:: Task description ::
Reproduce word for word the part of the dienogest passage between "Conclusion and Next" and "or feasibility review.", inclusive.

:: Passage to read ::
Trial Number Phase Status Enrollment Key Findings
NCT07164183 Phase 3 Recruiting 290 Multicenter non-inferiority RCT comparing Indinol Forto® 200 mg vs Visanne® 2 mg in endometriosis; amenorrhea rate likely captured as a secondary efficacy or safety endpoint
NCT02425462 Observational Completed 895 ENVISION prospective cohort in Asian women with endometriosis treated with dienogest in routine practice; amenorrhea recorded as an adverse event rather than a treatment outcome
NCT04495855 Observational Completed 968 VISANNE real-world study in endometriosis; provides real-world incidence data on amenorrhea during dienogest therapy
NCT07204093 Observational Active, Not Recruiting 138 Compares dienogest+transdermal estradiol versus drospirenone+transdermal estradiol regimens in endometriosis; focuses on patient satisfaction and tolerability

Literature Evidence

PMID Year Type Journal Key Findings
39090694 2024 Systematic Review + Bayesian Analysis BMC Pharmacology & Toxicology Comprehensive adverse effect profile of dienogest across endometriosis and adenomyosis studies; amenorrhea is among the most frequently reported pharmacological effects
41329046 2026 Mechanistic/Pharmacological Study Eur J Contracept Reprod Health Care Characterises the high inhibition ratio and transformation index of 2 mg dienogest; explicitly frames amenorrhea induction and hypoestrogenic environment as the intended therapeutic mechanism in endometriosis
34405378 2022 Narrative Review Reviews in Endocrine & Metabolic Disorders Endocrine basis of hormonal endometriosis therapy; covers progesterone resistance, estrogen dependency, and long-term hormonal management strategies
29161960 2018 Retrospective Cohort Reproductive Sciences Long-term efficacy and safety of dienogest in 514 women with ovarian endometrioma over >12 months; documents sustained amenorrhea rates and recurrence patterns

Singapore Market Information

Dienogest is not currently registered or marketed in Singapore. No product authorizations are on record with HSA. Brands available in neighbouring markets (e.g., Visanne® by Bayer) would require a separate registration application before any clinical use in Singapore.


Safety Considerations

Please refer to the package insert for safety information.


Conclusion and Next Steps

Decision: Hold

Rationale: The TxGNN prediction captures a real pharmacological relationship — dienogest reliably induces amenorrhea — but the mechanistic direction is inverted relative to a repurposing claim. All available clinical trial and literature evidence positions amenorrhea as a downstream effect of HPO suppression in endometriosis management, not as a disease being treated. Without first resolving whether the target indication is "therapeutic amenorrhea induction" (plausible) or "treatment of pathological amenorrhea" (contradicted by mechanism), this candidate cannot advance to safety or feasibility review.

:: Record set ::
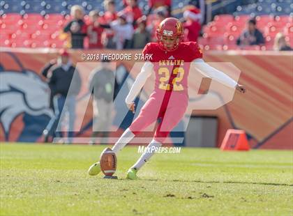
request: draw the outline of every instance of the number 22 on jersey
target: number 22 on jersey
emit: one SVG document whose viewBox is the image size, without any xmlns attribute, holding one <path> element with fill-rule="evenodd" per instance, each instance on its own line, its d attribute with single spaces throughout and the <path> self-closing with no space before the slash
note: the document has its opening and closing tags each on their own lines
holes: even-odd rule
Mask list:
<svg viewBox="0 0 293 216">
<path fill-rule="evenodd" d="M 176 75 L 176 77 L 173 79 L 172 84 L 173 84 L 173 91 L 183 91 L 183 87 L 180 84 L 181 82 L 183 75 L 184 75 L 184 69 L 182 68 L 175 68 L 172 72 L 174 75 Z M 163 75 L 159 81 L 160 85 L 159 88 L 163 90 L 170 90 L 170 84 L 168 83 L 170 78 L 170 72 L 167 68 L 160 68 L 158 70 L 158 74 Z"/>
</svg>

:: Reply to the exercise ::
Conclusion and Next Steps

Decision: Hold

Rationale: The TxGNN prediction captures a real pharmacological relationship — dienogest reliably induces amenorrhea — but the mechanistic direction is inverted relative to a repurposing claim. All available clinical trial and literature evidence positions amenorrhea as a downstream effect of HPO suppression in endometriosis management, not as a disease being treated. Without first resolving whether the target indication is "therapeutic amenorrhea induction" (plausible) or "treatment of pathological amenorrhea" (contradicted by mechanism), this candidate cannot advance to safety or feasibility review.